→ **Task requirements**: Extract each line of the data below that contains the word "window".

· · · · · · ·

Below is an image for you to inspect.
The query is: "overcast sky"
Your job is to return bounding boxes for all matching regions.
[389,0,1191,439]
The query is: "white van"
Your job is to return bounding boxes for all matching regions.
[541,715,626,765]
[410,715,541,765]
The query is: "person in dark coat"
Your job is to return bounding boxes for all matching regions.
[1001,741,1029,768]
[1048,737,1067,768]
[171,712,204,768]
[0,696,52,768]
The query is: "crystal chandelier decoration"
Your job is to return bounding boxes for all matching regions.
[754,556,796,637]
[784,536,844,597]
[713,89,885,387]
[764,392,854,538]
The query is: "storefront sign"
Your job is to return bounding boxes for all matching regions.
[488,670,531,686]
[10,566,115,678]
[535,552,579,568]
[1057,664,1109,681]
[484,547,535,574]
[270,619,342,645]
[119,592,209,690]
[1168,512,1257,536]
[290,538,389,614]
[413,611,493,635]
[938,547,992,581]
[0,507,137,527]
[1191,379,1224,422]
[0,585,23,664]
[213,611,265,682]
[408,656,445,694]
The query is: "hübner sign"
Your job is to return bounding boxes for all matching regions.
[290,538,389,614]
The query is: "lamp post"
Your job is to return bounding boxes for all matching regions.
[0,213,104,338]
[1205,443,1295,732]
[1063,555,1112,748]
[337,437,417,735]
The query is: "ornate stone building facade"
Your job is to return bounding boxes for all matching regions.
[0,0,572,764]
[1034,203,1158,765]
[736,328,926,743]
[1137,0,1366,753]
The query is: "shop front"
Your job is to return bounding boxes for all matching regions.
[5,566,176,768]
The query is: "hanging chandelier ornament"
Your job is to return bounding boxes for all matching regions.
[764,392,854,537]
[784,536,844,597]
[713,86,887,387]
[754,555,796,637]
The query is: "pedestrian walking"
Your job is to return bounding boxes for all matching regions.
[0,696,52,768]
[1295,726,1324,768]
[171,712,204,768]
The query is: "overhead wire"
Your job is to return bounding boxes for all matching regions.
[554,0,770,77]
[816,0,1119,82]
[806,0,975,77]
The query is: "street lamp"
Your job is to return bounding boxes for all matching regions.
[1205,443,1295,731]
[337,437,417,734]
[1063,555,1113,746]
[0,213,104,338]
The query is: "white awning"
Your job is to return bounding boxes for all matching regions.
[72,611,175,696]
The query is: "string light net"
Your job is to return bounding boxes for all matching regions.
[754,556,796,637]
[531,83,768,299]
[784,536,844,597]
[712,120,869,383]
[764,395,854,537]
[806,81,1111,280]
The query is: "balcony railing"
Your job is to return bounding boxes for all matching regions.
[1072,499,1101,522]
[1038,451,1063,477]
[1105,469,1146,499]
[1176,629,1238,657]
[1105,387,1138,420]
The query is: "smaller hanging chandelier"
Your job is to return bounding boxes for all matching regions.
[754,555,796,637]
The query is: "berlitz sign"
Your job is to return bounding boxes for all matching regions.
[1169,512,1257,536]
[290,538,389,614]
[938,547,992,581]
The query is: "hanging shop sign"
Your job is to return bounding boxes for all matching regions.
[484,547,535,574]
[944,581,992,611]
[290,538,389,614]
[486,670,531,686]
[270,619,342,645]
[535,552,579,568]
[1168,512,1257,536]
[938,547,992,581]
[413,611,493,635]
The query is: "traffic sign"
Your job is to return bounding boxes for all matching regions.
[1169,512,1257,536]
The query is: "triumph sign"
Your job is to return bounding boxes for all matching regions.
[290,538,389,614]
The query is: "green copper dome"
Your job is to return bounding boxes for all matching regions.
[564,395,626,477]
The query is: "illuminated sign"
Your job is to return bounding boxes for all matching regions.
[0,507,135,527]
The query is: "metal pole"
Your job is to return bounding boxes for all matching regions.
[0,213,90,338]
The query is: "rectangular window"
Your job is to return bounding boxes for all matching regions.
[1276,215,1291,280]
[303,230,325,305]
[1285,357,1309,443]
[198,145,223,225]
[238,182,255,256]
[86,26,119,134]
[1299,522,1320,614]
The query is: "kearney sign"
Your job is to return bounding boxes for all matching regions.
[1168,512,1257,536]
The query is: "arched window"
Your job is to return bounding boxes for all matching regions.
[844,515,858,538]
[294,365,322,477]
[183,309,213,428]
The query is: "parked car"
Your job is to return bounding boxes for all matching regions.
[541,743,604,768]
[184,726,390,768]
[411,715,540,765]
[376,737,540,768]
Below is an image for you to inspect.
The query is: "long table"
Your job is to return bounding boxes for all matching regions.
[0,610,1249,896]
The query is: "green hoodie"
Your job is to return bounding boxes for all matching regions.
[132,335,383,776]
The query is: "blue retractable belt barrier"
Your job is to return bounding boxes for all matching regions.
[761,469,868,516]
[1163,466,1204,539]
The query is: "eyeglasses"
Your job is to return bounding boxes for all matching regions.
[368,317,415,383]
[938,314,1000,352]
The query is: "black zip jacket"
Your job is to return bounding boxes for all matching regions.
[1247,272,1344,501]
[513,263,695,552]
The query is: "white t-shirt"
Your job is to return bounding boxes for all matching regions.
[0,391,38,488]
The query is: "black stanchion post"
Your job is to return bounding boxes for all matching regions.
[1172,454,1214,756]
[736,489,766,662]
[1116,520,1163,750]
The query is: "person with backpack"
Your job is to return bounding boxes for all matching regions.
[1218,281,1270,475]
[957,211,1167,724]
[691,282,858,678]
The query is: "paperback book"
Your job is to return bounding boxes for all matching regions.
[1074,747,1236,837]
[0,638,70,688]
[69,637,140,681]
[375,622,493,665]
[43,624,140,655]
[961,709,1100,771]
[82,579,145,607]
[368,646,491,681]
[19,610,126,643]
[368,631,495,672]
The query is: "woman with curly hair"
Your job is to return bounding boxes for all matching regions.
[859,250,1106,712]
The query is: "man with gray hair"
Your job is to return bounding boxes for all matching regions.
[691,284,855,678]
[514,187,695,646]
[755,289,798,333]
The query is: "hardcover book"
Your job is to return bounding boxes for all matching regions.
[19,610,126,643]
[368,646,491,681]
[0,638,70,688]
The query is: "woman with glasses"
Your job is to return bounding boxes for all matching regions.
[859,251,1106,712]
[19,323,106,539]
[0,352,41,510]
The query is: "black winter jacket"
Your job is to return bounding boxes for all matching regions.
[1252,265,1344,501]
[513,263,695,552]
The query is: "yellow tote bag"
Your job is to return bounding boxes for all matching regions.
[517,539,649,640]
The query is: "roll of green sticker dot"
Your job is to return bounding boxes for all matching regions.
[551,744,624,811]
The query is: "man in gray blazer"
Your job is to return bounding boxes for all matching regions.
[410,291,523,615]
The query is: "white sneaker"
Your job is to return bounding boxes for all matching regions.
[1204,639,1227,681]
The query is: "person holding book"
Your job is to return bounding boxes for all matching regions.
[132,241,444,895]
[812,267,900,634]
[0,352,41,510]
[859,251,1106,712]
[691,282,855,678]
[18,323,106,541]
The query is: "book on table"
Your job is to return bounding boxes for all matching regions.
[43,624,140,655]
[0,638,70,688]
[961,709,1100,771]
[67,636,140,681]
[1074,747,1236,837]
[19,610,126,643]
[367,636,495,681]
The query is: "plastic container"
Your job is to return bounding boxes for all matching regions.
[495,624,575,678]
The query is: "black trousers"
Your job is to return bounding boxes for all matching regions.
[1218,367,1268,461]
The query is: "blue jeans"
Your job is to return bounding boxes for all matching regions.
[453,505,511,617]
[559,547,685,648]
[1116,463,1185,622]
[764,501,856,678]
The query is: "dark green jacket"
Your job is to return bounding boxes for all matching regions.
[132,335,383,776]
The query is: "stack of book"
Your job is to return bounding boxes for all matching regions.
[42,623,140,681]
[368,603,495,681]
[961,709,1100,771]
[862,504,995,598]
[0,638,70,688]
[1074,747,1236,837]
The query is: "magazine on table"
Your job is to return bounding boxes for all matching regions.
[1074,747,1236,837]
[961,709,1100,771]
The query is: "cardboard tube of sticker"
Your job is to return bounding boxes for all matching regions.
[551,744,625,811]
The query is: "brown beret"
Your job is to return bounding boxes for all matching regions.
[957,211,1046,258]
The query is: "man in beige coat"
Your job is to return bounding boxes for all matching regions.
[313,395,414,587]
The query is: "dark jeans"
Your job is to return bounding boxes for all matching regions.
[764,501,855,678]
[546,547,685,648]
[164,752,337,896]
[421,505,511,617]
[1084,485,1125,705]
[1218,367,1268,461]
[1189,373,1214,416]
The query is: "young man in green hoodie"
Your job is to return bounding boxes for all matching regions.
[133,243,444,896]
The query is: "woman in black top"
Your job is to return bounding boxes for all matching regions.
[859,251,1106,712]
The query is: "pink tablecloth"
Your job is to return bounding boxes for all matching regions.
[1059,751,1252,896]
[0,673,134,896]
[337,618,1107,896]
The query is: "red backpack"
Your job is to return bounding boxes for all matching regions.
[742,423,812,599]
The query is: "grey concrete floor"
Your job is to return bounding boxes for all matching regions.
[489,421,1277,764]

· · · · · · ·

→ **Response below**:
The query is: "rectangular window"
The query is: "arched window"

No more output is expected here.